Exercise requirements
Pick out and copy every line in the rows below that contains the string "cone". Case counts.

Rows
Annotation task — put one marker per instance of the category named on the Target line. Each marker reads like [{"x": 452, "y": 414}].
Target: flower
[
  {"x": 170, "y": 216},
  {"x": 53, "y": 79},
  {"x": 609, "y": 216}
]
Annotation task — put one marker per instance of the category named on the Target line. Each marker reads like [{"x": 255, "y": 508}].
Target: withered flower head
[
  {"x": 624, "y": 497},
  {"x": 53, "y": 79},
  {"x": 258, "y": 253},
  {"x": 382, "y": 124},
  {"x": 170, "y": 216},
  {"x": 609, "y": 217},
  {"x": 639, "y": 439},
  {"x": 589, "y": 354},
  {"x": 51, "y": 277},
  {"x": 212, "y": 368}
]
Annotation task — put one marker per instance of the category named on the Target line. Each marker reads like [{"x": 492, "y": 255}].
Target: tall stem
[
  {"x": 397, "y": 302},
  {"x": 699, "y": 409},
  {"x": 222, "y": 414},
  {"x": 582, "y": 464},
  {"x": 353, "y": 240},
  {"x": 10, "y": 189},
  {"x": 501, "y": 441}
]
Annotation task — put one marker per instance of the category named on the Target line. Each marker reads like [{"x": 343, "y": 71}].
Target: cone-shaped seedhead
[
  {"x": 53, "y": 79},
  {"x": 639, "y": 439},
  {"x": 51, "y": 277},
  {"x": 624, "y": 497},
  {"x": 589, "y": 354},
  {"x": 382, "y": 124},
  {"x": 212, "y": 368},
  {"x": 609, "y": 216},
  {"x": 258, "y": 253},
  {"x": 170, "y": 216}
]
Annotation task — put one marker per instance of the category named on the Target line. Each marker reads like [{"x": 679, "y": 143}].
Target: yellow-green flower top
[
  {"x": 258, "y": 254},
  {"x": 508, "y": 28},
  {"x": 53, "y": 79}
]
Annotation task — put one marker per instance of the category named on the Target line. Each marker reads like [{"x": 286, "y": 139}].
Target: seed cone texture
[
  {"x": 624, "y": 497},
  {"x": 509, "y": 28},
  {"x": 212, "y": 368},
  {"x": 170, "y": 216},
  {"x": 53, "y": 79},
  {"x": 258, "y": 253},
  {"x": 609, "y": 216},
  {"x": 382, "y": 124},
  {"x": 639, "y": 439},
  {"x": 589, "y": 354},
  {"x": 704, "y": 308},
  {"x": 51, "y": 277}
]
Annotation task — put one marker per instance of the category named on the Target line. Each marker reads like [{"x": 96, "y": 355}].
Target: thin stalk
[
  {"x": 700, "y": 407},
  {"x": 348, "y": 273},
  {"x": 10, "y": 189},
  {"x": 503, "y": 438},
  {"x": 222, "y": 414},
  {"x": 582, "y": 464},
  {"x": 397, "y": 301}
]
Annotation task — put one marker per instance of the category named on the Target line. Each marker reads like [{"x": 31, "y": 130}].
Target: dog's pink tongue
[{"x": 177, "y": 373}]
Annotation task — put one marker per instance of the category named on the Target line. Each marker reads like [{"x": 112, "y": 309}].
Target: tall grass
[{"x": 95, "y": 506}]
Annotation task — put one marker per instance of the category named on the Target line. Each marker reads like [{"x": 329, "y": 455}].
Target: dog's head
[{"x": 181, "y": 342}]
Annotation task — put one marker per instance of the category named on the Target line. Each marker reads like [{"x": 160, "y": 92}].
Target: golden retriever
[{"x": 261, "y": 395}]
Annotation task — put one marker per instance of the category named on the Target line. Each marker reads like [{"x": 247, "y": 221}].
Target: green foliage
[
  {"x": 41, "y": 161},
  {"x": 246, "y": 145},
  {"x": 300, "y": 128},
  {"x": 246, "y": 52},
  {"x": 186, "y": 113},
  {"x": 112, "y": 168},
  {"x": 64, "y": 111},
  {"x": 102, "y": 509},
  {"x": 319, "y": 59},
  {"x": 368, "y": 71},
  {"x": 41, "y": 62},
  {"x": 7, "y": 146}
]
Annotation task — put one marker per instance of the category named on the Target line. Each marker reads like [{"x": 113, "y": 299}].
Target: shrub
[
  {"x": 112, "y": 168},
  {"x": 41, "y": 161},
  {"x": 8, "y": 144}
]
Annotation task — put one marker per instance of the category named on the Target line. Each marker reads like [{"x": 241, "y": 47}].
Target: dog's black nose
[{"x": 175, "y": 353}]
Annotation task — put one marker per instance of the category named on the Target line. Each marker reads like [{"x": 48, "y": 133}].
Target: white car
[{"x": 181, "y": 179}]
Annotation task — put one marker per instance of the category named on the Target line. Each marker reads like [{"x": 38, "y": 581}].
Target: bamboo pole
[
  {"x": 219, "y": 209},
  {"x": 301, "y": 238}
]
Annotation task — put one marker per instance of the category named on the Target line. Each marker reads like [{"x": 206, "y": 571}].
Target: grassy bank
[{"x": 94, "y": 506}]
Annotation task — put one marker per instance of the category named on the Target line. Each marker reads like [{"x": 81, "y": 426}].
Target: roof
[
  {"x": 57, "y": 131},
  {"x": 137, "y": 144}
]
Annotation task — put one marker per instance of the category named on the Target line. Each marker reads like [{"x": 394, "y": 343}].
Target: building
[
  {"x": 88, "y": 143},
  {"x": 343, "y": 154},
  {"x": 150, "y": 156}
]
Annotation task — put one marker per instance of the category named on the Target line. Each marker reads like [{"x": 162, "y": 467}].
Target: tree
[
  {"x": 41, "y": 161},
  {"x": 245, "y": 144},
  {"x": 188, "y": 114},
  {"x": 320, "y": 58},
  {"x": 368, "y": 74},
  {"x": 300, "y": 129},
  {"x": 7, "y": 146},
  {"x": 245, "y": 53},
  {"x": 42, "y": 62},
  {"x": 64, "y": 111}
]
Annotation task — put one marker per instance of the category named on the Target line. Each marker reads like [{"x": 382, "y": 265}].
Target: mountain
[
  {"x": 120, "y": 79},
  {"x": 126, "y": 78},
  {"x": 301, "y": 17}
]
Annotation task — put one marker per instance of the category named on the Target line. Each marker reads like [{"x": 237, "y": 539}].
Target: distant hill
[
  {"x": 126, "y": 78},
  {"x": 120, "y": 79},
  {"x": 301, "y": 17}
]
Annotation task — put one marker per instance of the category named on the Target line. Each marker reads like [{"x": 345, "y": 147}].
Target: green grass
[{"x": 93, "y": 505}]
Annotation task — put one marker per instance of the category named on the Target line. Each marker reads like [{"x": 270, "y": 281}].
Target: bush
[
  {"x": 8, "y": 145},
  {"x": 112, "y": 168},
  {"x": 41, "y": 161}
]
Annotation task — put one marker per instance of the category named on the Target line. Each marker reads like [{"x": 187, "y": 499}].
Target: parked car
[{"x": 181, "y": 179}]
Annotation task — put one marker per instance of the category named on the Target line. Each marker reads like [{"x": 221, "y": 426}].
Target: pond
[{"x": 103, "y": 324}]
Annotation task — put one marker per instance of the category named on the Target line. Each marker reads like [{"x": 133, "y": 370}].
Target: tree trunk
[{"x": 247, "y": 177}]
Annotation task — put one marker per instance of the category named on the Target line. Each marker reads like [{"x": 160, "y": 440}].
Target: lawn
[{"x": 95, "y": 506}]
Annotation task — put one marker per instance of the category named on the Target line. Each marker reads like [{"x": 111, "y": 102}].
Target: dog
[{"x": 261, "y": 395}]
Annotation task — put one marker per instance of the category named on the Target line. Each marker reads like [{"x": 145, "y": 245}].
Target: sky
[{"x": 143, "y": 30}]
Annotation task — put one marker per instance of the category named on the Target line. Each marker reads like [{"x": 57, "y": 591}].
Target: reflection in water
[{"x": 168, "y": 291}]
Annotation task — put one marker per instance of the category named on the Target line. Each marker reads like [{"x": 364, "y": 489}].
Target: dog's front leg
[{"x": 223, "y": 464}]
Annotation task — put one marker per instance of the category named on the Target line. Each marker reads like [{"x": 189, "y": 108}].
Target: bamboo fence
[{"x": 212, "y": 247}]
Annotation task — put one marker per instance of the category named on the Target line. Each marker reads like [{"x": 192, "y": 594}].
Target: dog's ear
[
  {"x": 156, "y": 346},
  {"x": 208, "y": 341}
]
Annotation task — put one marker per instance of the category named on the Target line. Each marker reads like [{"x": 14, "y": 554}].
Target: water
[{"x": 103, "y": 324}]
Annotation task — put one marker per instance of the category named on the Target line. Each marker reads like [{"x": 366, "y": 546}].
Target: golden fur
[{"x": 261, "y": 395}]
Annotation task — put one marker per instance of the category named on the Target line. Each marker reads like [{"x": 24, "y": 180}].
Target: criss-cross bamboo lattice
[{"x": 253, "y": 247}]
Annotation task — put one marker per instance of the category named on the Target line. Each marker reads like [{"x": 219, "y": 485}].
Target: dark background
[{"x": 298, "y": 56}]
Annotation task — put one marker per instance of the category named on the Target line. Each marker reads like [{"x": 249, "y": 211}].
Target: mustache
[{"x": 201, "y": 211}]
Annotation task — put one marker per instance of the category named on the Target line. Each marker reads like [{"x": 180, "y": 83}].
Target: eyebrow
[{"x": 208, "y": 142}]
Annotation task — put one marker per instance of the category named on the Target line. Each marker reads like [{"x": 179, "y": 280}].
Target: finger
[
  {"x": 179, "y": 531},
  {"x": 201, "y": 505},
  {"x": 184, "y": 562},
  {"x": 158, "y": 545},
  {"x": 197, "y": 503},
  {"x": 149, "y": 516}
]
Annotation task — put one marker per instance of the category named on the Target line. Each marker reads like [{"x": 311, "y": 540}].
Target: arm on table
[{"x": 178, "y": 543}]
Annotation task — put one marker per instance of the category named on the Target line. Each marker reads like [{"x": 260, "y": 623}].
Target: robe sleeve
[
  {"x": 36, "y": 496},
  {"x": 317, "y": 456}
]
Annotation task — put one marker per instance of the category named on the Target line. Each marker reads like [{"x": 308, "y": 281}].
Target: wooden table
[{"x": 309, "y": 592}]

Reply to the task
Target: cone-shaped seedhead
Target: seed cone texture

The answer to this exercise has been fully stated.